OBJECTIVE
Copy out the lines below, changing every "point out" to "mark" and leaving everything else as it is.

:::::

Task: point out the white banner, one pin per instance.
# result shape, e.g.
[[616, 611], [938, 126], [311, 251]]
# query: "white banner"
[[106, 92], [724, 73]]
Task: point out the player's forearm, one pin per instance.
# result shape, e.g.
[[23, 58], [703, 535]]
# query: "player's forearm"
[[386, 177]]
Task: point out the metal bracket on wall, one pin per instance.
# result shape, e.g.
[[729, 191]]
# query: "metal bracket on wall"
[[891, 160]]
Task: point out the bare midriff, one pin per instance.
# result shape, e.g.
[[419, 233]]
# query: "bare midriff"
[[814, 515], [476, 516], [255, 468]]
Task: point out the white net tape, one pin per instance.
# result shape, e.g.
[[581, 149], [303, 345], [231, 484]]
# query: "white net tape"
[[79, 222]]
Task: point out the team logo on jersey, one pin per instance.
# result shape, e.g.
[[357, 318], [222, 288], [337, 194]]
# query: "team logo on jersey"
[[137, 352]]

:::::

REPLY
Task: mark the white banner, one pin per instance.
# result shape, e.g.
[[616, 611], [938, 126], [311, 251]]
# query: "white banner"
[[106, 92], [724, 73]]
Task: mark the player's forearm, one pin per instance.
# result shape, e.g.
[[23, 58], [703, 535]]
# query: "player's forearm"
[[386, 177]]
Task: mark the metal bracket on wall, one pin per instance.
# result shape, e.g.
[[729, 191]]
# query: "metal bracket on wall"
[[891, 160]]
Task: mark the bare midriff, one pin per instance.
# result shape, e.g.
[[419, 233]]
# query: "bare midriff"
[[814, 515], [476, 516], [255, 468]]
Task: mark the white net tape, one pin per instance.
# result shape, e.g.
[[581, 149], [303, 345], [231, 484]]
# query: "white net tape"
[[79, 222]]
Task: mark the team logo on jersey, one pin per instance.
# result shape, e.g.
[[357, 318], [222, 288], [337, 194]]
# query: "team logo on jersey"
[[137, 352]]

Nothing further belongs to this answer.